-- Stored rows start --
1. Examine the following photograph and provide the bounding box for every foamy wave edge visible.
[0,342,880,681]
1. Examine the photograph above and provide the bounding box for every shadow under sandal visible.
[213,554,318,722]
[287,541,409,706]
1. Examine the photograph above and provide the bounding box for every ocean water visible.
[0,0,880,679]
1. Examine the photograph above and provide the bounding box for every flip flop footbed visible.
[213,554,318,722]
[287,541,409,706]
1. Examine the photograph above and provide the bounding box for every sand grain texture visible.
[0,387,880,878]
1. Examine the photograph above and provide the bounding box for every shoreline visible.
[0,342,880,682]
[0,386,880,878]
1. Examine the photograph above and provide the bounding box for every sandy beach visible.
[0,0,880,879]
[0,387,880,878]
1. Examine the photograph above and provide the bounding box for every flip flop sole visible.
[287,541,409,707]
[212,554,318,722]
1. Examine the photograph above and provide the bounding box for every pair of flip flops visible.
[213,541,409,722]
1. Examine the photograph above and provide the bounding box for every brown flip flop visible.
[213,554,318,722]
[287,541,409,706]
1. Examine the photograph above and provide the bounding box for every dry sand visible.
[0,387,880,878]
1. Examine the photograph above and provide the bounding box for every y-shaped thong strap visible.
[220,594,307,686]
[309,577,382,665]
-- Stored rows end --
-- Stored rows start --
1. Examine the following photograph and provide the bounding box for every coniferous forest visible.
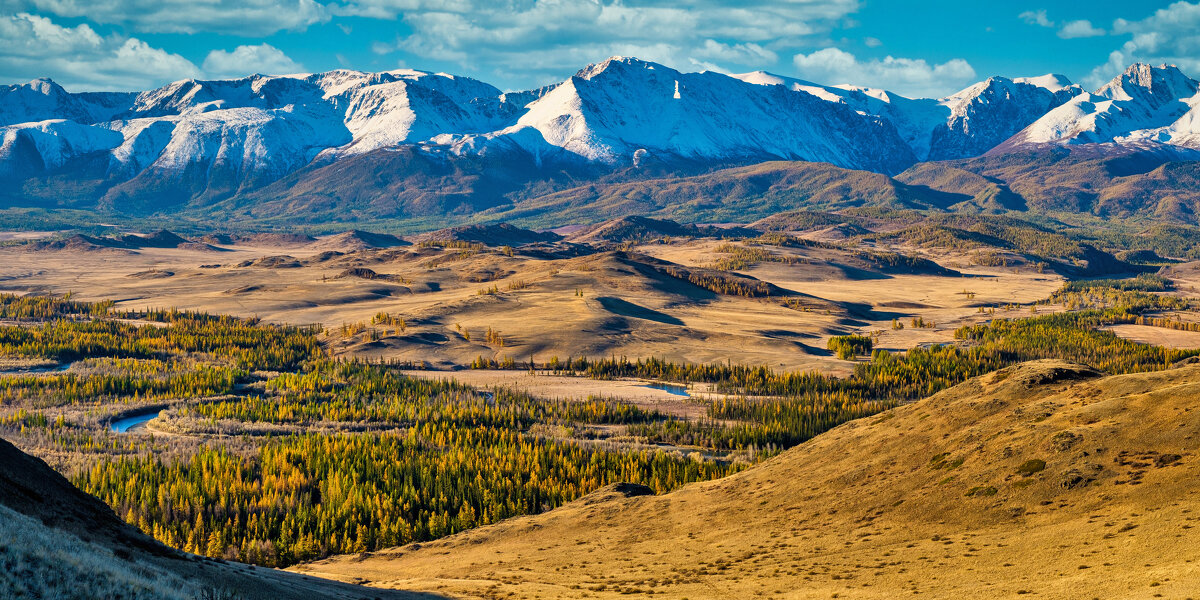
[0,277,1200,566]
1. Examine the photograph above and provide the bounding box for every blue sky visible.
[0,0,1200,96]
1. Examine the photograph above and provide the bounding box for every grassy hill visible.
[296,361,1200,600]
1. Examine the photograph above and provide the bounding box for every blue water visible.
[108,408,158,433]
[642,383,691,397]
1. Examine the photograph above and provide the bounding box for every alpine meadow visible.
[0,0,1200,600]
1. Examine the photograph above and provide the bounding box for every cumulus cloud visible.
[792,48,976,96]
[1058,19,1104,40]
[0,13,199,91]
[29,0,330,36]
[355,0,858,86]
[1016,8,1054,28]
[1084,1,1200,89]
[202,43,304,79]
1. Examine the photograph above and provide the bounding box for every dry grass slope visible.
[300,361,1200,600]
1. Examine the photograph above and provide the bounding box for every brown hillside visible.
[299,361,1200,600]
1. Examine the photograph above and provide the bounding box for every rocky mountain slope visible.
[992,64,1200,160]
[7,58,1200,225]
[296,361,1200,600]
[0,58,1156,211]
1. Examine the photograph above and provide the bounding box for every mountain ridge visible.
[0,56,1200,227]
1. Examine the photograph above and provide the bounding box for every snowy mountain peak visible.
-- Stored rows end --
-- Stored rows start --
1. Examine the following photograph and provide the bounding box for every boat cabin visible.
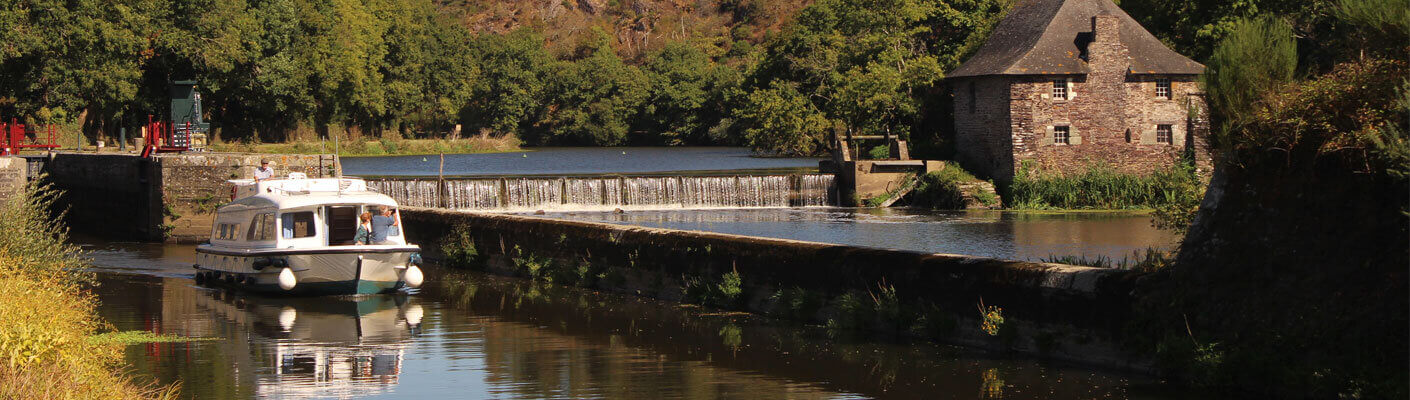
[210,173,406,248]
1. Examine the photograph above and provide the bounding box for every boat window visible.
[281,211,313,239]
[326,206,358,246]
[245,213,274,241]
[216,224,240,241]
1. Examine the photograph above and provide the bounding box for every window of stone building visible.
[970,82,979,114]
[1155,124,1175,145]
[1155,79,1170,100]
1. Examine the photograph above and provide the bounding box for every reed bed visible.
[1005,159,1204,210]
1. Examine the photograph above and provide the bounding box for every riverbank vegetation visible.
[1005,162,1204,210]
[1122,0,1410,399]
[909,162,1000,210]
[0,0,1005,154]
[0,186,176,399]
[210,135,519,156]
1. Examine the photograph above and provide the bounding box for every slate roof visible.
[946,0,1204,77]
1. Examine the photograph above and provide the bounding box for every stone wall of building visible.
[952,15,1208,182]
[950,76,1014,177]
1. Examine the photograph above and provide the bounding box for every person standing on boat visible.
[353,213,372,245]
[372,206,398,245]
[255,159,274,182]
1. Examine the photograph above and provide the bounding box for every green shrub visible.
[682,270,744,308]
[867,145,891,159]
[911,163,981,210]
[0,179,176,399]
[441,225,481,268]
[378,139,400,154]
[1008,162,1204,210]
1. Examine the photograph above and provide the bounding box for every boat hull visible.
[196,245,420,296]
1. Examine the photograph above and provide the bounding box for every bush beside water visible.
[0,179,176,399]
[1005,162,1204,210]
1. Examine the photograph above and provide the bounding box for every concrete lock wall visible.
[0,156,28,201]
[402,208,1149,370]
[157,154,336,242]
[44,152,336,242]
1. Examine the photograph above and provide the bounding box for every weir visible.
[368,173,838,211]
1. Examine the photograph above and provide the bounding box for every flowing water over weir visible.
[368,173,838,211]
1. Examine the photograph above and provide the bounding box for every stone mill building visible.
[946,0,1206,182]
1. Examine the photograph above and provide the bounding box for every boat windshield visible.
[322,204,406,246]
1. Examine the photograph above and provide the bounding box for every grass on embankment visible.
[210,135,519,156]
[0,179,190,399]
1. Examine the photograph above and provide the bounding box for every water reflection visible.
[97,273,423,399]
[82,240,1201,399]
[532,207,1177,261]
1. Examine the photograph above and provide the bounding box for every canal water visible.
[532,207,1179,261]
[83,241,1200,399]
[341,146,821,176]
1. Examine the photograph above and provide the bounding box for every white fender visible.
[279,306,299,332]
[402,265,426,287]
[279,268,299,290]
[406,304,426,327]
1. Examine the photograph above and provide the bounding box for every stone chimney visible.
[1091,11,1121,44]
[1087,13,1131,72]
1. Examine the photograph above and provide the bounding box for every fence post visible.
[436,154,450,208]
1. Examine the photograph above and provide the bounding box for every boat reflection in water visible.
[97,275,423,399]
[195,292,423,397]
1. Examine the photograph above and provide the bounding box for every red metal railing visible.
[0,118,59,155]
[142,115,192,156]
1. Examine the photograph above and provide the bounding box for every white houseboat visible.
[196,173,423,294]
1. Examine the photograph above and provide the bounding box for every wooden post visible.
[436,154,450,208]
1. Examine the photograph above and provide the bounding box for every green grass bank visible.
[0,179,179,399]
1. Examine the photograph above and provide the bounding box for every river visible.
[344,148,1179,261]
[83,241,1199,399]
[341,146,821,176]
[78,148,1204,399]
-- Stored rows end --
Report every line in the entries above that contains the word "white", copying each line in full.

1. Examine the photograph above and provide the bounding box for every white fender visible.
1. Examine the photograph above and provide the bounding box for every white houseboat visible.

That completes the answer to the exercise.